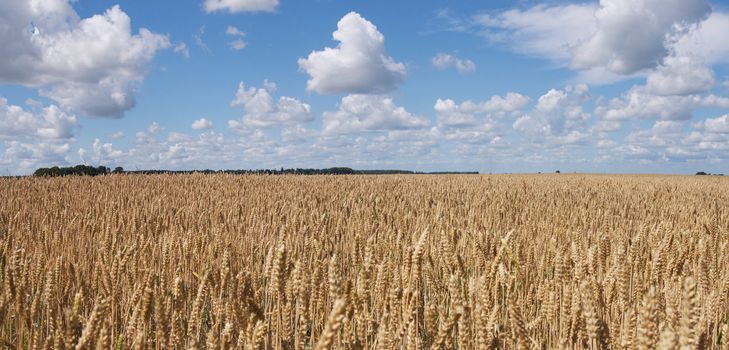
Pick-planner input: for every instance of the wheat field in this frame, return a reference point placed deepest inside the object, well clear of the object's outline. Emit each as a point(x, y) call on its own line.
point(365, 262)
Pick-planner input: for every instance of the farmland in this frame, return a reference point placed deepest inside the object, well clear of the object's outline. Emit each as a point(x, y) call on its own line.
point(365, 262)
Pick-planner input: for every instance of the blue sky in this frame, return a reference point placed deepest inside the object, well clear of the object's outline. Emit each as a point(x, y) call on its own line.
point(493, 86)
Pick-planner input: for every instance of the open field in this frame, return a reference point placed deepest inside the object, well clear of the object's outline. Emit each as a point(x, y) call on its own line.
point(365, 262)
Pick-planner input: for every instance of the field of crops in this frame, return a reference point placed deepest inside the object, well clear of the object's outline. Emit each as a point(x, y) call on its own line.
point(365, 262)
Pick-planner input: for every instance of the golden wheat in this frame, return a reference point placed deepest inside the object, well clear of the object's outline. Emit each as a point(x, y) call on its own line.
point(365, 262)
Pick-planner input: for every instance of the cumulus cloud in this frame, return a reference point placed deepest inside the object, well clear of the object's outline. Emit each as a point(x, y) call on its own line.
point(551, 32)
point(680, 76)
point(202, 124)
point(105, 152)
point(236, 6)
point(44, 40)
point(640, 102)
point(182, 49)
point(706, 40)
point(238, 43)
point(446, 60)
point(365, 113)
point(718, 125)
point(451, 114)
point(620, 39)
point(358, 64)
point(261, 111)
point(631, 35)
point(557, 113)
point(50, 123)
point(25, 157)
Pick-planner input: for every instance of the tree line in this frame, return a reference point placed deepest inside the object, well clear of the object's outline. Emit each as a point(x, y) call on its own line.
point(85, 170)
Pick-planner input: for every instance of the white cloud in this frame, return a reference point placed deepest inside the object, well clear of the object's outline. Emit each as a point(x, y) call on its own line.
point(50, 123)
point(182, 49)
point(631, 35)
point(680, 76)
point(238, 43)
point(557, 113)
point(639, 103)
point(706, 40)
point(198, 40)
point(542, 31)
point(445, 60)
point(451, 114)
point(46, 39)
point(236, 6)
point(25, 157)
point(364, 113)
point(105, 153)
point(202, 124)
point(620, 39)
point(261, 111)
point(718, 125)
point(358, 64)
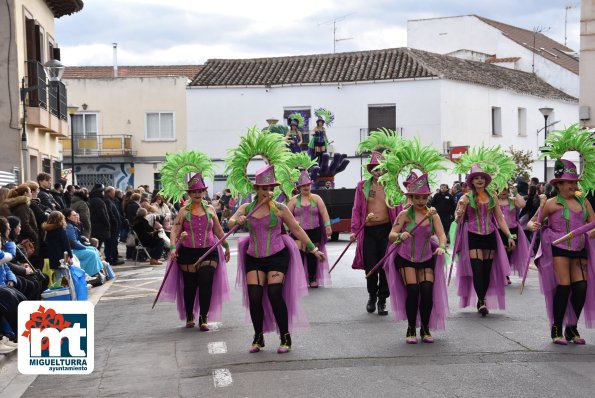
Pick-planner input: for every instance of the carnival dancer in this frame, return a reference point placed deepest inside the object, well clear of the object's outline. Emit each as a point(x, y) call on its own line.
point(482, 263)
point(269, 265)
point(195, 230)
point(415, 270)
point(319, 143)
point(371, 221)
point(567, 269)
point(311, 213)
point(510, 208)
point(294, 135)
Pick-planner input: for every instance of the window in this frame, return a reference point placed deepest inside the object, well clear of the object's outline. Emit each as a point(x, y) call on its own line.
point(522, 122)
point(159, 126)
point(382, 116)
point(496, 121)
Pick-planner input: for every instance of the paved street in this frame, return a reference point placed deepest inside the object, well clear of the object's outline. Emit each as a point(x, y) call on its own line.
point(345, 352)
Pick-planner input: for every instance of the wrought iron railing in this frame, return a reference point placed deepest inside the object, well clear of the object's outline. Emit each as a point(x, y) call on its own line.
point(87, 145)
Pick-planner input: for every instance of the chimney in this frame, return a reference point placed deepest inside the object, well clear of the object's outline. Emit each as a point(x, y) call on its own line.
point(115, 45)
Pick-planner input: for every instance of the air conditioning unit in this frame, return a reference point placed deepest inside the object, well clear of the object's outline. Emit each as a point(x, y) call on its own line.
point(446, 145)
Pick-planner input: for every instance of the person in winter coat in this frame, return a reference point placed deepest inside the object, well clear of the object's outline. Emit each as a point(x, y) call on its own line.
point(45, 195)
point(18, 203)
point(100, 222)
point(148, 236)
point(80, 204)
point(56, 241)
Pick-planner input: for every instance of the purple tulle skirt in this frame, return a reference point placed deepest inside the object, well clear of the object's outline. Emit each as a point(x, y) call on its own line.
point(398, 291)
point(520, 254)
point(294, 287)
point(173, 289)
point(495, 296)
point(548, 283)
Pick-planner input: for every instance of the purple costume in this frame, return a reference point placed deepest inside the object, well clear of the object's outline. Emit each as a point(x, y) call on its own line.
point(200, 234)
point(479, 219)
point(520, 253)
point(267, 238)
point(358, 219)
point(419, 248)
point(310, 218)
point(560, 223)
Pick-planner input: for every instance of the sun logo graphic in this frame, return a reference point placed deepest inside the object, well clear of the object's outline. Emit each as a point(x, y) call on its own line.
point(56, 337)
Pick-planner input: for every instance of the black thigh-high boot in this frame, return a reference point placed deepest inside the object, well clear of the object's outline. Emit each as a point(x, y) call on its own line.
point(560, 303)
point(487, 271)
point(312, 265)
point(412, 303)
point(205, 288)
point(256, 310)
point(190, 286)
point(478, 278)
point(426, 301)
point(275, 292)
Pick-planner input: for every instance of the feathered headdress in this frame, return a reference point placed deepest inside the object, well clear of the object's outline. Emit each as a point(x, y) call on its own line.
point(271, 146)
point(297, 162)
point(399, 163)
point(382, 140)
point(326, 115)
point(176, 168)
point(299, 117)
point(493, 160)
point(574, 138)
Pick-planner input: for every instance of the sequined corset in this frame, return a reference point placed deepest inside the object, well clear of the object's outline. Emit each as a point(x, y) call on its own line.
point(560, 227)
point(417, 248)
point(480, 220)
point(264, 239)
point(306, 216)
point(200, 232)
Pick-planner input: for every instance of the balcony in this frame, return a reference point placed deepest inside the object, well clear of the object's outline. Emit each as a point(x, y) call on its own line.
point(46, 105)
point(108, 145)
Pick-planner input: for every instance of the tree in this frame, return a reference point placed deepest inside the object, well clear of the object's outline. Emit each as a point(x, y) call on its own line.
point(523, 161)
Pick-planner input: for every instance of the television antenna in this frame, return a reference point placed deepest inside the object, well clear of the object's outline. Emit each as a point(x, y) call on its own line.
point(334, 22)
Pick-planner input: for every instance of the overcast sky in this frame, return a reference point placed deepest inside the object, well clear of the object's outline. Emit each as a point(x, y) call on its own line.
point(161, 32)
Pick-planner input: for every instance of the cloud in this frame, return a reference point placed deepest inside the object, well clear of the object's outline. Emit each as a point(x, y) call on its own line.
point(190, 31)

§

> _EXERCISE REQUIREMENTS_:
Duplicate the listing above line for line, omitting the pictures.

> _WRITTEN ANSWER_:
Pick-planner input: for every instance of the wheat field in this frame, return a reference point placed deepest inside the object, well clear of the object's outline. Emit each as a point(x, y) call on its own line.
point(365, 262)
Pick-planner input: for every instance of the farmland in this frame, return a reference point placed deepest inside the object, well clear of the object's outline. Emit each as a point(x, y) call on its own line.
point(365, 262)
Pick-planner input: for every instance of the blue sky in this frame, return a reference point placed deepest inside the object, well clear of the object's outline. Emit each as a point(x, y) call on its own line.
point(493, 86)
Pick-planner input: for every instance of the open field in this frame, return a reference point placed deepest inside the object, well clear of the object's outline. Emit each as a point(x, y) call on its own line.
point(365, 262)
Pick-planner input: for every instance of the field of crops in this frame, return a reference point placed deepest inside the object, well clear of the object's outline. Emit each as a point(x, y) call on its own line.
point(365, 262)
Pick-planner input: for every instance of the golden wheat in this frame, return a reference point placed deepest inside the object, well clear of the object's outline. Emit each as a point(x, y) call on its own line.
point(365, 262)
Pick-planner input: for every instance of the cumulus cloud in this frame, return a reference point placed deepest inside the object, well clear of the object's outline. Emit each as a point(x, y) call on its own line.
point(551, 32)
point(680, 76)
point(202, 124)
point(105, 152)
point(236, 6)
point(44, 40)
point(640, 102)
point(182, 49)
point(706, 40)
point(238, 43)
point(446, 60)
point(365, 113)
point(718, 125)
point(451, 114)
point(620, 39)
point(358, 64)
point(261, 111)
point(631, 35)
point(557, 113)
point(50, 123)
point(25, 157)
Pick-planner input: for every instance of the tree line in this frame, return a reference point placed deepest inside the object, well clear of the object's outline. Emit each as a point(x, y) call on its own line.
point(85, 170)
Pick-planner input: for every instance of the white cloud in this frame, return a reference point placed deepest inside the object, well clear of the object's outline. Emit each as a point(x, y) call on its own line.
point(50, 123)
point(182, 49)
point(631, 35)
point(680, 76)
point(238, 43)
point(557, 113)
point(639, 103)
point(706, 40)
point(198, 40)
point(542, 31)
point(445, 60)
point(451, 114)
point(46, 39)
point(236, 6)
point(25, 157)
point(364, 113)
point(105, 153)
point(202, 124)
point(620, 39)
point(261, 111)
point(718, 125)
point(358, 64)
Pick-planner input: for every instance of the carnival dancer in this frame, return a reference point placed deepest inside the object, well clear of the object's outline. Emit each as a point(x, y) call on its own line.
point(482, 263)
point(269, 265)
point(195, 230)
point(415, 270)
point(319, 143)
point(371, 221)
point(567, 269)
point(311, 213)
point(510, 208)
point(294, 135)
Pick-planner input: for every instance of the window in this frame, return a reference point placed deepest inside the object, well clear of the object's outline. Emit each as a point(x, y) call on its own line.
point(522, 122)
point(159, 126)
point(382, 116)
point(496, 121)
Pick-planner input: for every instance of the paved street in this frame, return a reference point placed deepest inside the object, well clear of the object's outline. Emit each as a point(x, y) call on its own line.
point(345, 352)
Pick-planner input: for every instance of the wrought iron railing in this frame, return a reference point placed deepest inside the object, well clear of the object's outline. Emit each as a point(x, y) call on its own line.
point(87, 145)
Pick-planner input: for every instance of the chimney in this frame, return a reference point placed deepest inside the object, well clear of the object's outline. Emit each as a point(x, y) call on its own line.
point(115, 45)
Pick-planner input: for every instance of the air conditioning unit in this frame, return a reference point placed deepest inside the object, well clear of the object's outline. Emit each as a point(x, y) call on its own line.
point(446, 145)
Pick-planner input: for every instance of the person in winter coat in this frame, return a reference point placed deepest inside the object, well clear of the object's outline. Emit each as a point(x, y) call on its own line.
point(45, 195)
point(18, 203)
point(100, 222)
point(148, 236)
point(80, 204)
point(56, 241)
Pick-planner input: for every instance of the purple tulle skirt in this frame, return a reference point placed deepest inside the object, well clear of the object's outline. Emit each as a point(x, y) call on its own line.
point(398, 291)
point(520, 254)
point(294, 287)
point(173, 289)
point(495, 296)
point(548, 283)
Pick-planner input: for every instance of the purple costume in this frame, return a reference point placed deepest inside the object, well clear of the object's outline. Emit each as a point(x, y) call on its own line.
point(200, 234)
point(479, 219)
point(520, 253)
point(267, 238)
point(358, 219)
point(419, 248)
point(310, 218)
point(560, 223)
Pick-planner input: for every instance of the sun logo graphic in this frame, return a reference point placed deepest inside the object, well clear of the object's outline. Emit each as a point(x, y) call on its own line.
point(56, 337)
Pick-planner input: for every instance of the black thigh-high boot in this frame, return a reference point placed deepest inside the object, well clear of the object's outline. Emit each as a point(x, y) call on its own line.
point(560, 303)
point(487, 271)
point(312, 265)
point(412, 303)
point(205, 288)
point(256, 310)
point(190, 286)
point(478, 278)
point(426, 301)
point(275, 292)
Pick-planner input: for every instance of the feathered headdress in this frame, return a reference point placed deepest inside the object, well clear of the object's outline. Emit each as a point(x, y) call on its own line.
point(271, 146)
point(297, 162)
point(399, 163)
point(382, 140)
point(326, 115)
point(176, 168)
point(299, 117)
point(493, 160)
point(574, 138)
Pick-planner input: for every instance of the sequined corset in this frame, return a reference point placed deepest inside the object, well clear of the object's outline. Emit each as a point(x, y) call on its own line.
point(560, 227)
point(417, 248)
point(480, 220)
point(264, 239)
point(306, 216)
point(200, 232)
Pick-planner input: for every instance of the balcony in this frame, return a reference point placed deepest inside the object, well clear of the object's outline. Emit each as a point(x, y) call on its own line.
point(46, 105)
point(108, 145)
Pick-planner input: for every instance of the tree in this frame, return a reference point placed deepest inside the object, well clear of the object's outline. Emit each as a point(x, y) call on its own line.
point(523, 161)
Pick-planner input: for every instance of the television antenna in this frame, return a reference point placed deepest inside the object, well clear of the object's outline. Emit each as a point(x, y) call on its own line.
point(334, 22)
Pick-planner input: for every instance of the overcast sky in this frame, return a reference point placed deepest inside the object, well clear of the object's outline. Emit each as a point(x, y) call on its own line.
point(161, 32)
Pick-planner input: for every instance of the cloud in this frame, return a reference point placed deepest inside the object, well clear of the object's outline. Emit each as a point(x, y) call on its own line.
point(190, 31)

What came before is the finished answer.